— What you need to do —
Rewrite the data from its first line through the line that contains "(1073, 795)", keeping every line, requests included. Multiply each point coordinate in the answers by 1.8 and round to a whole number, with halves rounded up; leave the requests and their format samples unchanged.

— Records provided —
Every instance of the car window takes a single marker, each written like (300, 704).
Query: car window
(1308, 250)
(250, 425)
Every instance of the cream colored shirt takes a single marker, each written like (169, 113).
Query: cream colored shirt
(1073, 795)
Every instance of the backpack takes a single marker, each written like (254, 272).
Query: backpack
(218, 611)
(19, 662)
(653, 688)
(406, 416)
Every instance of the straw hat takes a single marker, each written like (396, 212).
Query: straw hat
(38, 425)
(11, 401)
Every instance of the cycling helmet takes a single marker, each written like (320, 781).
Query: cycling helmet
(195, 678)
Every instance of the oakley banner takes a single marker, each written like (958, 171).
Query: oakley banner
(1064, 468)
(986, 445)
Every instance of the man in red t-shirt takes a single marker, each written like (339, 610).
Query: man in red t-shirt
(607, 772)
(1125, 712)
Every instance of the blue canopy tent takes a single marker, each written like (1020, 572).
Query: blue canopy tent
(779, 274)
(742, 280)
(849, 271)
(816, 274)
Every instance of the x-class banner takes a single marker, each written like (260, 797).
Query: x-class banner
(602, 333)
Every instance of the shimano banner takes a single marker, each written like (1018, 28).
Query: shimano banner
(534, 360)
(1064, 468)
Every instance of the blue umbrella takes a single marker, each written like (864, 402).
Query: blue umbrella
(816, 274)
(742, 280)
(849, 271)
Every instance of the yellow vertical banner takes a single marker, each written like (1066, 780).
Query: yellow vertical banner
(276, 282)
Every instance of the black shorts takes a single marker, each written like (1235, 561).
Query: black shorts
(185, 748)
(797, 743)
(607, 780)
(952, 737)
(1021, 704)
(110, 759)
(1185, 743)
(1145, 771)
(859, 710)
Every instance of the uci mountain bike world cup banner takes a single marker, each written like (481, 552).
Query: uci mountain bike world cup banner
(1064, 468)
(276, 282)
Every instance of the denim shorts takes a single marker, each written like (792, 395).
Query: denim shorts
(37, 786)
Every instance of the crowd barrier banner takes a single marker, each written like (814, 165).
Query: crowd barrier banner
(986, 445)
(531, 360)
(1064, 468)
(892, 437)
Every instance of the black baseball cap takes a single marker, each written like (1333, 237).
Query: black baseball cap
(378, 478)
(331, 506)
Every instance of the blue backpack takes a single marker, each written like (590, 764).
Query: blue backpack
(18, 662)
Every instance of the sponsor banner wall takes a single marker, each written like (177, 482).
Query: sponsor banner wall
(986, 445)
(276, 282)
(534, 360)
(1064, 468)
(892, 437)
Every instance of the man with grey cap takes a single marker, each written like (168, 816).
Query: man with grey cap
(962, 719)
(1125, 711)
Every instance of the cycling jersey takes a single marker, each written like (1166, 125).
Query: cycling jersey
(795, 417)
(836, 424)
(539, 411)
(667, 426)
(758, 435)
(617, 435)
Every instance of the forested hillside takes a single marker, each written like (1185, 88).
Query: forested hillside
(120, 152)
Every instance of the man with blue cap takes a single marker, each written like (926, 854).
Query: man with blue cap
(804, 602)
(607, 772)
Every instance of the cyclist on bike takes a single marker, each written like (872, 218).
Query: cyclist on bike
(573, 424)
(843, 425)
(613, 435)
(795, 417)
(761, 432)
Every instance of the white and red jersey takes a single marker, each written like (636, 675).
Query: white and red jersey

— Written answer —
Every instance of the car window takes a single marker, each written like (300, 704).
Query: car window
(2354, 450)
(450, 765)
Every instance of the cream colored shirt takes a single marker, each written like (169, 113).
Query: cream colored shirt
(1931, 1431)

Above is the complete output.